═════ EXERCISE INPUTS ═════
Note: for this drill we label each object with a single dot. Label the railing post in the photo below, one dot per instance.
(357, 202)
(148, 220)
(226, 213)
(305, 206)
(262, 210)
═════
▶ **TASK DESCRIPTION**
Write out every record verbatim.

▶ **SOLVED EXERCISE**
Note: for this drill we label each object with a single dot. Label the railing post in the photo below, one dot per instance.
(357, 202)
(148, 220)
(226, 213)
(305, 206)
(262, 210)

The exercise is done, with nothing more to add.